• **TASK OBJECTIVE**:
The records below must be retyped exactly.

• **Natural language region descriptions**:
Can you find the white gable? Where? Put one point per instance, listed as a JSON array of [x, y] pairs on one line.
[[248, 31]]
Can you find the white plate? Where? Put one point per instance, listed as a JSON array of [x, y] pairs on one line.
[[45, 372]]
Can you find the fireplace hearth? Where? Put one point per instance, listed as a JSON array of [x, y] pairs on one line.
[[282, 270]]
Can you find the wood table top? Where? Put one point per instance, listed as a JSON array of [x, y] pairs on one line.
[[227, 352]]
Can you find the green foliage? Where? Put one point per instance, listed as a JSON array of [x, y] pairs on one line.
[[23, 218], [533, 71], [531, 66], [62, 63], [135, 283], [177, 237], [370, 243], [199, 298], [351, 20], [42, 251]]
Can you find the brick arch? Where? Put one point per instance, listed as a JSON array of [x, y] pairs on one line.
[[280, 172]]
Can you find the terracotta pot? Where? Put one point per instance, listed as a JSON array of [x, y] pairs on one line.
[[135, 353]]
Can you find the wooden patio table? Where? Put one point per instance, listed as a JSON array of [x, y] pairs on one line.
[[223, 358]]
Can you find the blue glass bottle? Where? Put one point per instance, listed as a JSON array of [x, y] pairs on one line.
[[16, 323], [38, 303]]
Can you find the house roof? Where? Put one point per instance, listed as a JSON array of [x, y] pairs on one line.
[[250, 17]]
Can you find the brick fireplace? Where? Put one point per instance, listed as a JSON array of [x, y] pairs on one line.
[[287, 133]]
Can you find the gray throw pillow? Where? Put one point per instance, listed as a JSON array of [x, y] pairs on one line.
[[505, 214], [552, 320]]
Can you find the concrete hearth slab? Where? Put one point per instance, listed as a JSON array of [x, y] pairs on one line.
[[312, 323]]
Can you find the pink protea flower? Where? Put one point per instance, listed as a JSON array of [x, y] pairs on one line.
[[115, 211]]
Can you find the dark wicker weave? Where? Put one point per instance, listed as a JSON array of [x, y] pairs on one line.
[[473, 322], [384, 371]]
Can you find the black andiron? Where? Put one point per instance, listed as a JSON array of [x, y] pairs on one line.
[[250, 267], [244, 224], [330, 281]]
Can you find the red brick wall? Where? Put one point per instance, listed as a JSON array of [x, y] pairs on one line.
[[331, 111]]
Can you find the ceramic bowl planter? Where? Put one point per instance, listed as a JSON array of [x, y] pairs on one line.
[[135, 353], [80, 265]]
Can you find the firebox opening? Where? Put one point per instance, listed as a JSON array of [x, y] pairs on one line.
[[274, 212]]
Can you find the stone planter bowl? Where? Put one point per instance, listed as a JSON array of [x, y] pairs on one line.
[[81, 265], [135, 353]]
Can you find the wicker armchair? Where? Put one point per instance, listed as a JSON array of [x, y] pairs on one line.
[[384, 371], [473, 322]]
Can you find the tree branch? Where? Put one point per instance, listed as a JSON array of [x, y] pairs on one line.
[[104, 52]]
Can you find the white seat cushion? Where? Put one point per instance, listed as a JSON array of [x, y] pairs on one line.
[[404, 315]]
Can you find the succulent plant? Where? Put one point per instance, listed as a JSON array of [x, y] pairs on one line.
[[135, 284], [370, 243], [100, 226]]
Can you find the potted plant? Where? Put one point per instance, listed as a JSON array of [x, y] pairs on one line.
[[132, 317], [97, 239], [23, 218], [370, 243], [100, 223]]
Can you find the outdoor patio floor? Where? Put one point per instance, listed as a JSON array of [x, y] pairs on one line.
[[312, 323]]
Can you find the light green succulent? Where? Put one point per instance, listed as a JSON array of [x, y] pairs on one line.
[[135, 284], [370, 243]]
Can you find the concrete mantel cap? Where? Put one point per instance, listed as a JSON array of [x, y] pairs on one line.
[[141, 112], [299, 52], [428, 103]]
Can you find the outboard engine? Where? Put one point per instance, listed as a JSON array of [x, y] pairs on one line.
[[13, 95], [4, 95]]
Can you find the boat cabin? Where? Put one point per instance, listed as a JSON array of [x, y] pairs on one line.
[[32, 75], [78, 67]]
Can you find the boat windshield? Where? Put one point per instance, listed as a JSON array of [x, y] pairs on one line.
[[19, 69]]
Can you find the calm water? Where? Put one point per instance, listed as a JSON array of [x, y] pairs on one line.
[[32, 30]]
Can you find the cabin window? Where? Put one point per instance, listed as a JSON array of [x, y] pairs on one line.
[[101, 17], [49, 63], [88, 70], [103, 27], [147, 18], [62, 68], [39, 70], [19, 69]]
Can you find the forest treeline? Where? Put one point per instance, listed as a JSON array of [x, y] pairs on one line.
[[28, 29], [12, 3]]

• **RESPONSE TO THIS EXERCISE**:
Can you find the white gable? Where? Put one point per instance, listed as a JSON array of [x, y] pairs on one line.
[[248, 31]]
Can you find the white plate? Where? Put one point per instance, listed as a JSON array of [x, y] pairs on one line.
[[45, 372]]
Can you find the fireplace hearth? Where? Put one point per instance, listed as a JSON array of [x, y] pairs on one line.
[[282, 270]]
Can you find the wood table top? Where? Put one point per instance, listed as a JSON array of [x, y] pairs on one line.
[[227, 352]]
Can you find the green foliage? Where? Put one point per instance, listed as a JSON array of [x, y] pairs on one line.
[[23, 218], [533, 71], [531, 66], [62, 63], [135, 283], [177, 237], [370, 243], [199, 298], [351, 20], [42, 251]]
Can you find the brick arch? Where? Put one point per instance, listed as a JSON array of [x, y] pairs on one line.
[[280, 172]]
Can you find the terracotta pot? Where? Put one point per instance, listed as a JSON array of [x, y] pairs on one line.
[[135, 353]]
Can you find the wooden patio table? Where? Put one point per instance, listed as a JSON array of [x, y] pairs on one line.
[[223, 358]]
Can you find the blue glass bottle? Where? Put one point per instance, listed as a JSON array of [x, y] pairs on one line.
[[16, 323], [38, 303]]
Can you find the house roof? Where? Put one point per instance, listed as a JSON array of [x, y] pairs on one line.
[[250, 17]]
Can you find the brick fireplace? Where? Put one point per instance, listed as a JSON array of [x, y] pairs on one line.
[[287, 133]]
Can you find the gray throw pillow? Where? Put one point per instance, listed as a JSON array of [x, y] pairs on one line.
[[505, 214], [552, 320]]
Can you find the concrete hearth slab? Where? Put one point per instance, listed as a JSON array of [x, y] pairs on one line.
[[312, 323]]
Can you find the pink protea flower? Where? Put one point per instance, listed as a JSON array of [x, y] pairs on one line.
[[115, 211]]
Can you find the dark wicker weave? Where? Put one point per instance, listed as a JSON array of [x, y] pairs on one line.
[[473, 322], [384, 371]]
Can you find the black andiron? Where? Put one point per instance, listed as a JSON array of [x, y] pairs on one line.
[[250, 267], [244, 224], [330, 281]]
Can you find the red brick wall? Where? Put one point per instance, listed as a JSON array of [x, y] pairs on one line.
[[331, 111]]
Can you find the ceramic bowl planter? Where? Put one point per instance, listed as a JSON array of [x, y] pairs on one line.
[[135, 353], [80, 265]]
Can you find the firebox opening? Where? Put one point per instance, listed as a JSON array of [x, y] pairs on one line.
[[274, 212]]
Can you find the stone planter bowl? Where? Put one point per instance, listed as a JSON array of [x, y] pairs on one line.
[[81, 265], [135, 353]]
Can you find the wicker armchair? Where? Put one point per instance, listed as a JSON array of [x, y] pairs on one line.
[[384, 371], [473, 322]]
Can you find the tree branch? Where? Put one point per instance, listed as a JSON array of [x, y] pairs on one line.
[[104, 52]]
Can you find the white seat cushion? Where? Put one point per instance, listed as a JSON array of [x, y] pairs on one line.
[[404, 315]]
Can you find the succulent plant? Where? Put one point per instance, listed as a JSON array of [x, y] pairs on one line.
[[135, 284], [370, 243], [100, 226]]
Can you find the potted plant? Where? Put one point per instance, listed as a JSON array of [x, y] pairs on one line.
[[132, 317], [97, 239], [23, 218], [370, 243], [100, 223]]
Can you find the outdoor patio floor? Where? Put one point per instance, listed as a JSON array of [x, y] pairs on one line.
[[312, 323]]
Can you find the light green succulent? Where? Put one point per instance, listed as a JSON array of [x, y] pairs on one line.
[[135, 284], [370, 243]]
Can you find the concrete mantel cap? Where? Put one point per instance, listed as a JSON array of [x, y] pairs on one line.
[[141, 112], [299, 52], [428, 103]]
Can you find the outboard engine? Where? Put one point per instance, listed as a JSON array of [x, y] pairs on one line.
[[13, 95], [4, 95]]
Can you find the boat cabin? Where? Put one point per instance, listed as a JSON array of [x, y] pairs on one line.
[[32, 75], [78, 67]]
Can you find the boat windshield? Where? Put one point per instance, listed as a JSON array of [x, y] pairs on one line.
[[19, 69]]
Can you find the calm water? Where? Put one point per instance, listed as a JSON array of [x, y] pairs on one line.
[[32, 30]]
Can you find the cabin window? Where? Put one point per instance, listed as a JSON array of [x, y] pairs on one line.
[[101, 17], [49, 63], [88, 70], [103, 27], [147, 18], [62, 68], [39, 70], [19, 69]]
Can you find the forest treeline? Where? Put one point per instance, listed as a JSON array of [x, y] pairs on one line.
[[28, 29], [12, 3]]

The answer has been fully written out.